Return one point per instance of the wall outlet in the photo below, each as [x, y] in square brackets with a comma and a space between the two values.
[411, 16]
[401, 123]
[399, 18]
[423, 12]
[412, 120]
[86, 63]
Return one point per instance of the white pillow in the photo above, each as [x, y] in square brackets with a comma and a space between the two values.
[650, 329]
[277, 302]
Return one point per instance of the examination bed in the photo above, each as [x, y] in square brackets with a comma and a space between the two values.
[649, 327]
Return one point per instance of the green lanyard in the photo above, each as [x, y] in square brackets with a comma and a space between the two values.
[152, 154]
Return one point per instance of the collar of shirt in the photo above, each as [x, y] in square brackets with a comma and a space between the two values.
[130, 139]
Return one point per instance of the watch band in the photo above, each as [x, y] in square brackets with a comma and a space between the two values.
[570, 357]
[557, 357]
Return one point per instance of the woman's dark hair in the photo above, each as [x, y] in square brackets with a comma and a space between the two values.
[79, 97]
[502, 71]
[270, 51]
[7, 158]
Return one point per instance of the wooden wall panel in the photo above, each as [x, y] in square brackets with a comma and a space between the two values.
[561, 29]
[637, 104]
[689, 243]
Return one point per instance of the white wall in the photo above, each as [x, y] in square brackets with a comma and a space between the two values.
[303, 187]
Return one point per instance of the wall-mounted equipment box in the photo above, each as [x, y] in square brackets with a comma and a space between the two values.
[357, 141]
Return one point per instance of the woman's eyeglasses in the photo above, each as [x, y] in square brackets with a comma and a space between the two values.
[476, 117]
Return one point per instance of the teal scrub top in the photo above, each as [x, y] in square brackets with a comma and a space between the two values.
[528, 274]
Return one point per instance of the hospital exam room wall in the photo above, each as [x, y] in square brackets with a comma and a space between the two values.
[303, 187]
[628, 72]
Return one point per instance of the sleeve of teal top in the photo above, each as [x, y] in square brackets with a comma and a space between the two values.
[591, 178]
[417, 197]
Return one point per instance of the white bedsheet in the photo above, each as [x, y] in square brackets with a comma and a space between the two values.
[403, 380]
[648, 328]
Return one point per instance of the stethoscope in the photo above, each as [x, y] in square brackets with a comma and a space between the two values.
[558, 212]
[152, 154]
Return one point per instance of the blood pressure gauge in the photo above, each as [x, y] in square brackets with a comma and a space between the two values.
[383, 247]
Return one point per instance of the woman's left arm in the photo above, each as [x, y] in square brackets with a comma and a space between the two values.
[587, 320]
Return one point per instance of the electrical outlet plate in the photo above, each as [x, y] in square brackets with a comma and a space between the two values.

* * * * * * *

● **Your goal**: Write the data out again in full and exactly.

● **Solution below**:
Return one point per instance of the wall outlet in the photo below, each as [x, y] in square brackets with a comma and a space between the two values.
[411, 16]
[401, 123]
[399, 18]
[423, 12]
[412, 120]
[86, 63]
Return one point per instance of the white pillow in the photo above, each as [x, y] in square brackets with a comma and a space between the two values.
[650, 329]
[277, 302]
Return one point per instance of the examination bed in the photo above, each as [x, y] in square brackets with a comma and a space between the two values.
[649, 327]
Return one point per instance of the green lanyard in the photo above, each as [x, y] in square brackets with a comma and a space between the two values.
[152, 154]
Return one point per instance of the collar of shirt in the photo above, each as [x, y] in square brackets with a comma and a space between the two values.
[130, 139]
Return one point per instance of the watch band in the photo above, each as [x, y] in square brackets with a comma and a space between the two values.
[570, 357]
[557, 357]
Return one point per instance of the woman's dark hair in the photo above, each as [x, y] in square brackets with a comma and a space between the two values.
[79, 97]
[502, 71]
[270, 51]
[7, 158]
Return one point per instance of the wooden wall panel in the photo above, each as [x, y] in square brackets with a comma and a space between the two values.
[561, 29]
[637, 104]
[689, 243]
Return one point per instance of the white wall in the photo above, each as [x, y] in square brackets with a comma and a space between the two values.
[303, 187]
Return one point per instance of the wall-mounted equipment box in the photo above, each as [x, y] in square brackets with a comma and a space between the two values.
[357, 141]
Return one point per instance of the woman's eyeglasses in the photo above, each as [x, y] in square brackets with a comma and a space between the two values.
[476, 117]
Return one point per instance of the teal scrub top in the photo above, each as [x, y] in square brackets with a comma and a space between the two values.
[528, 274]
Return one point per instance of the hospital exam room wall in the photo above, each as [x, y] in square brackets with a comma and a space between the two values.
[303, 187]
[628, 72]
Return one point per instance of the sleeve of teal top in the photo above, each as [x, y] in square brackets with a comma and a space between the two values.
[591, 178]
[417, 197]
Return one point per instance of the white bedsheet in the photo above, each as [x, y] in square brackets with a comma and a space between the two values.
[403, 380]
[648, 328]
Return one point per instance of the stethoscope in the photo above, each as [x, y] in square brackets with a comma and a space between the two values.
[558, 212]
[152, 154]
Return one point per instance of the blood pressure gauge in the photo above, each as [x, y] in square brackets with a comma and a space between the two values.
[383, 247]
Return one point per instance of the woman's left arm in the photo above, each as [x, y] in square brackets with a comma and a space between the two values.
[587, 320]
Return one point per instance of the electrical outlet plate in the photo above, each as [x, y] in square brackets with a comma and a space between the two values.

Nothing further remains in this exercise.